• **Request**
Give only the lines from the one containing "If you could tag each instance of the black street" through the end of the material below, exactly as written.

• **Record set**
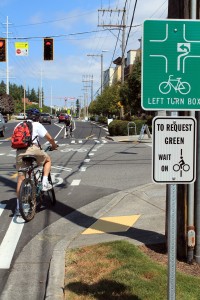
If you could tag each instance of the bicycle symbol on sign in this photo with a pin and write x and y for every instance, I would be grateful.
(182, 87)
(181, 166)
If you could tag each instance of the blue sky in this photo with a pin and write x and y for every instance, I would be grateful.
(74, 26)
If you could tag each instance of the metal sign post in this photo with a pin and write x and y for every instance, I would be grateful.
(174, 160)
(172, 241)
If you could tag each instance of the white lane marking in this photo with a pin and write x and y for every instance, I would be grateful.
(76, 182)
(2, 206)
(82, 169)
(61, 168)
(90, 154)
(10, 241)
(87, 160)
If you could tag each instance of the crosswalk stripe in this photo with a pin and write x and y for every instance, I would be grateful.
(76, 182)
(2, 206)
(10, 241)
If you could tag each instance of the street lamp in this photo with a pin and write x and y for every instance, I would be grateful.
(100, 55)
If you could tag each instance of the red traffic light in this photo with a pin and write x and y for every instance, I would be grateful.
(48, 49)
(47, 44)
(2, 43)
(2, 50)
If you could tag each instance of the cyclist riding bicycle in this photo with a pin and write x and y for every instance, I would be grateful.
(68, 123)
(42, 158)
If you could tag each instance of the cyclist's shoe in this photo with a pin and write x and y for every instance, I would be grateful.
(46, 186)
(17, 212)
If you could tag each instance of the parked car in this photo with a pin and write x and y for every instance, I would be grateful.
(2, 125)
(45, 118)
(21, 116)
(61, 117)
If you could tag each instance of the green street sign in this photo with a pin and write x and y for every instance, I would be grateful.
(171, 65)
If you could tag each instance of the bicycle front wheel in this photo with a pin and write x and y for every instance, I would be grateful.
(27, 199)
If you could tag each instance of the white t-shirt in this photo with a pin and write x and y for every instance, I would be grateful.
(38, 130)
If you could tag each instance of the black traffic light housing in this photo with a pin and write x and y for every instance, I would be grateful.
(48, 49)
(2, 50)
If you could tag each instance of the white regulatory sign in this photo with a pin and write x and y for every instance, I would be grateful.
(174, 150)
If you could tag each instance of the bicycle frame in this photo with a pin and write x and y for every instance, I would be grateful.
(31, 193)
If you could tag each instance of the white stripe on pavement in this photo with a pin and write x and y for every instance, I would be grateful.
(82, 169)
(10, 241)
(76, 182)
(2, 206)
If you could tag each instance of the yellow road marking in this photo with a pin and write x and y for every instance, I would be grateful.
(112, 224)
(14, 175)
(88, 137)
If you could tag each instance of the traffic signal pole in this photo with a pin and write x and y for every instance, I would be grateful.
(197, 186)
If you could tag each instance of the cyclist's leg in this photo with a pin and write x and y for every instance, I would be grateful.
(27, 199)
(20, 178)
(51, 192)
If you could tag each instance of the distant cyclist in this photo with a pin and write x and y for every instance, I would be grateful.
(43, 159)
(68, 124)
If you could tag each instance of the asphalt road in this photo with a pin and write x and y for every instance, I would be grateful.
(85, 168)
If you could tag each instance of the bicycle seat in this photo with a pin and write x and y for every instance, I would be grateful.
(29, 158)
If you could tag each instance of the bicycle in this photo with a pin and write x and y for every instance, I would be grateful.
(31, 194)
(182, 87)
(67, 132)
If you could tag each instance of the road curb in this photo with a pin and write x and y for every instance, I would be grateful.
(55, 282)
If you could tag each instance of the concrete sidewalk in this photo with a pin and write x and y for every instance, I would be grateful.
(136, 215)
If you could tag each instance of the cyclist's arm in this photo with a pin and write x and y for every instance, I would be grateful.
(51, 141)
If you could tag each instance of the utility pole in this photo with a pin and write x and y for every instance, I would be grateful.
(7, 58)
(180, 9)
(120, 26)
(87, 79)
(40, 98)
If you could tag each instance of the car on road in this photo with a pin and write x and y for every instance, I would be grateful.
(45, 118)
(2, 125)
(21, 116)
(61, 117)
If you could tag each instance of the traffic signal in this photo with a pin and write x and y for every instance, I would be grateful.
(48, 49)
(2, 50)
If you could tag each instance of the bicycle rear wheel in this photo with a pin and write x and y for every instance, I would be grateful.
(51, 193)
(27, 199)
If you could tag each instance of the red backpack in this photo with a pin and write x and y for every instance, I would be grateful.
(22, 135)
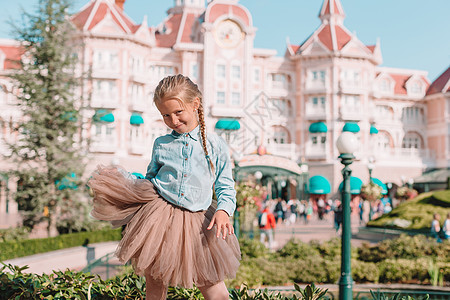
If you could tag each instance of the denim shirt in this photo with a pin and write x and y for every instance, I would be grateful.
(180, 171)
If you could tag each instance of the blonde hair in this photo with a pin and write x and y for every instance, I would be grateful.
(180, 87)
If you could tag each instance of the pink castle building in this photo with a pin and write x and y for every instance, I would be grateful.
(295, 105)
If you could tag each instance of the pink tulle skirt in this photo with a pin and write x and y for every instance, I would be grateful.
(162, 240)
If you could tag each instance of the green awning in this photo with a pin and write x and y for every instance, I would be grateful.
(373, 129)
(381, 184)
(138, 175)
(319, 185)
(355, 185)
(228, 124)
(318, 127)
(351, 127)
(136, 119)
(68, 182)
(103, 115)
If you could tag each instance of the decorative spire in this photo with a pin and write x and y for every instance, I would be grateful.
(332, 12)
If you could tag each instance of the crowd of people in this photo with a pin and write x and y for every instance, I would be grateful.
(279, 211)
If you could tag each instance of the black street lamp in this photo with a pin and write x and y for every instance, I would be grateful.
(236, 212)
(346, 144)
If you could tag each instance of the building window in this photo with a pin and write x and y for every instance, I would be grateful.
(220, 98)
(106, 89)
(351, 101)
(412, 114)
(105, 60)
(221, 71)
(256, 74)
(159, 71)
(350, 76)
(236, 98)
(279, 81)
(278, 105)
(318, 76)
(411, 140)
(194, 71)
(236, 72)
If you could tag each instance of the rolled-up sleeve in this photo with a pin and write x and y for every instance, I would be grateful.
(224, 183)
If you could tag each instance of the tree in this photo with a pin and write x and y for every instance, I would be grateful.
(48, 154)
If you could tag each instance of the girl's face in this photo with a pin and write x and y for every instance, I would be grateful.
(179, 117)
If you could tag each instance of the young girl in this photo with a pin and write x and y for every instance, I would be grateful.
(175, 235)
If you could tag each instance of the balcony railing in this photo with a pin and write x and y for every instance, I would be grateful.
(137, 147)
(103, 145)
(315, 111)
(316, 151)
(137, 105)
(105, 100)
(285, 150)
(404, 153)
(351, 112)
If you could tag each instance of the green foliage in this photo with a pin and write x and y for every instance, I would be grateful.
(48, 149)
(13, 249)
(403, 270)
(404, 247)
(382, 296)
(252, 248)
(298, 250)
(419, 211)
(14, 234)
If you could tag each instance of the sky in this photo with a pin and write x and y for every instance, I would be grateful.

• **Result of this exercise**
If you could tag each instance of the black street lamp in this photo with a pin and write x and y for every instance, I would be grateful.
(236, 212)
(346, 144)
If you could tag each instance of the building window in this photo with a pin and write x and y for every instance, I would be grateful.
(220, 98)
(106, 89)
(351, 101)
(412, 114)
(105, 60)
(221, 71)
(256, 74)
(159, 71)
(350, 76)
(236, 98)
(279, 81)
(278, 105)
(318, 76)
(411, 140)
(194, 71)
(236, 72)
If you could tag each instance of the rolled-up sleeve in this photo with a pin and write x and y for every instance, I would be grateful.
(224, 183)
If you could tag each instance of the tree in this photo with a pin and write x and y for every instance, I would be grateful.
(48, 154)
If you could tag each instance of the girl's face in this photo with a pin and write x and y for every instance, I would be grateful.
(179, 117)
If you could tag each instance of the young girl in this photo with a pin and write x and y for every instance, I would be grateful.
(175, 235)
If you could tag each instance of the balcony railing in this photo with a pin and write x and y for every instance, I would be grateful.
(137, 147)
(103, 145)
(315, 111)
(316, 151)
(137, 105)
(105, 100)
(285, 150)
(404, 153)
(351, 112)
If you could tag each instance of the green foliage in this photo with a pin and write x and y for every instance, I would be grateful.
(48, 149)
(13, 249)
(403, 270)
(404, 247)
(382, 296)
(252, 248)
(298, 250)
(419, 211)
(14, 234)
If you could tag each instance of the sky in this photo with a pin and write x and y for every instance, I would be grateful.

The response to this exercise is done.